_Required work_
Please return only the lines from the one holding "Please spot the water's" through the one holding "Please spot the beach walkway", exactly as they appear in the records below, both ends included.

_Extracted records_

..............................

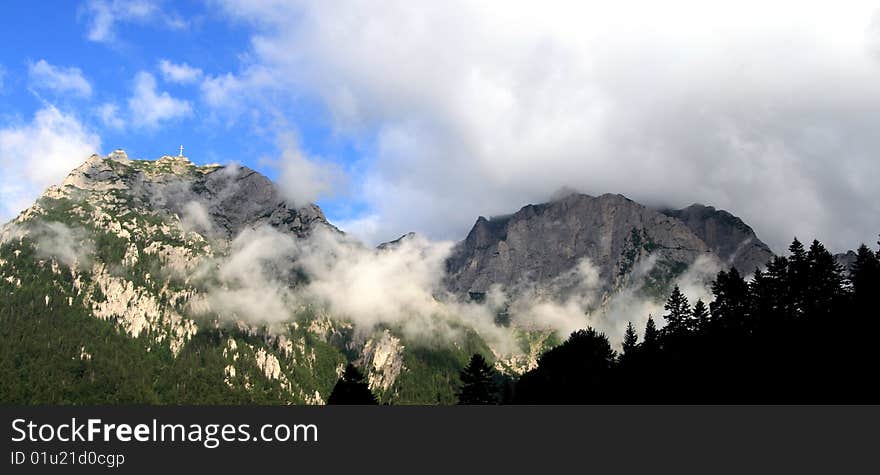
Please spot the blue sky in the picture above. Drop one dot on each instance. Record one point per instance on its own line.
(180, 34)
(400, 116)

..............................

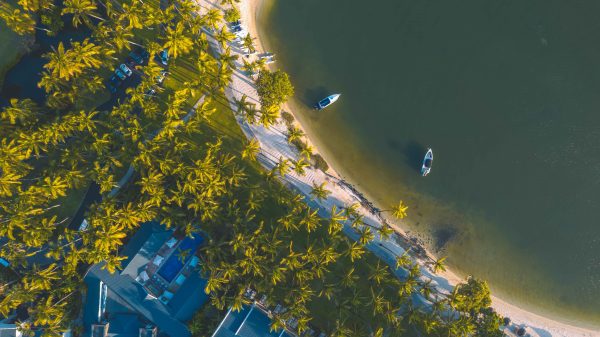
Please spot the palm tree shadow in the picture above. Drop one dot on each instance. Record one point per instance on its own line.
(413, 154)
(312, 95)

..............................

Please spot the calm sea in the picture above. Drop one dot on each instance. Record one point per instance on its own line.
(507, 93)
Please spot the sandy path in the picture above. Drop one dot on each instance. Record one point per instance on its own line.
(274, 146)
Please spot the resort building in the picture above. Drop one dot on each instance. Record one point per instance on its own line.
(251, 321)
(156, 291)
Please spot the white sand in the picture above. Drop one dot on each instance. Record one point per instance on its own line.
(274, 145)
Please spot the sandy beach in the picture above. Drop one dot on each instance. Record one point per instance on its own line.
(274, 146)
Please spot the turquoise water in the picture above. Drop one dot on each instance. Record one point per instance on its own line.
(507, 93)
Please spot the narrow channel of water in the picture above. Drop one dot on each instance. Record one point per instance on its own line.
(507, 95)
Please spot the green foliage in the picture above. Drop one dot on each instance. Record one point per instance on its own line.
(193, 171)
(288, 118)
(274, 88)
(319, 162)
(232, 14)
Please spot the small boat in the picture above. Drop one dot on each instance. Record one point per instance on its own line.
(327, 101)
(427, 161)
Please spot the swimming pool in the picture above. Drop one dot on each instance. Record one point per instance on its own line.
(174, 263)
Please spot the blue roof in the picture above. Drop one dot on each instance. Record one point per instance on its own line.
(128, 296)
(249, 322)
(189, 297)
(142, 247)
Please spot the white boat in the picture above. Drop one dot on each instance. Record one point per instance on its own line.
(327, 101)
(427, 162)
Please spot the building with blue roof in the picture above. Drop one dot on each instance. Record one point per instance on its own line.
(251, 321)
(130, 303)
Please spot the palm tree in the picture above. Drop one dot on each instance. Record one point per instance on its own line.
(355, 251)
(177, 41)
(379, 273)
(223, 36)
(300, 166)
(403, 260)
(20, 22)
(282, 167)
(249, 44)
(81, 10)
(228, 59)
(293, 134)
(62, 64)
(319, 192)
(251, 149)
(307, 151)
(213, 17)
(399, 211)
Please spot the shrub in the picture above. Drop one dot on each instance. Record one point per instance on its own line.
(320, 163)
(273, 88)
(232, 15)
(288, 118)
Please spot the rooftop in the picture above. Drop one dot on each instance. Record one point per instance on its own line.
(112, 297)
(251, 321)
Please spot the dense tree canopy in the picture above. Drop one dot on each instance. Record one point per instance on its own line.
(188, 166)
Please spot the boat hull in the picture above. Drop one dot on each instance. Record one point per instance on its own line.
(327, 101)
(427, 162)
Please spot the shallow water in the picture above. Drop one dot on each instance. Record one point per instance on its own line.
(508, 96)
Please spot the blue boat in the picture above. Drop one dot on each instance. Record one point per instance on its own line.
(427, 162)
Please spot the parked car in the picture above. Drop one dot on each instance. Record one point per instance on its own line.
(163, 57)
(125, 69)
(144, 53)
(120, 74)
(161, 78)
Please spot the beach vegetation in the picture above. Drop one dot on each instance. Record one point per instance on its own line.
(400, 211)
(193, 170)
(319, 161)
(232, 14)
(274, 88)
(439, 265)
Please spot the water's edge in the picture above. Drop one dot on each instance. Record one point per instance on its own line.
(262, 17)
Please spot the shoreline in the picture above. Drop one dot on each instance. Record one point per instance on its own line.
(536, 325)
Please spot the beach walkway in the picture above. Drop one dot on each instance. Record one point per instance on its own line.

..............................

_Response to the task_
Please spot the water's edge in the picture above. Drop one dot on each instance. Record one point per instance on its own line.
(262, 17)
Please spot the shoreline in the picture above. Drop one dot on each instance. Record one point per instance on its own line.
(536, 325)
Please spot the beach walkway in the picture above. Drop one dot on each instance. Record one point per instance on its own line.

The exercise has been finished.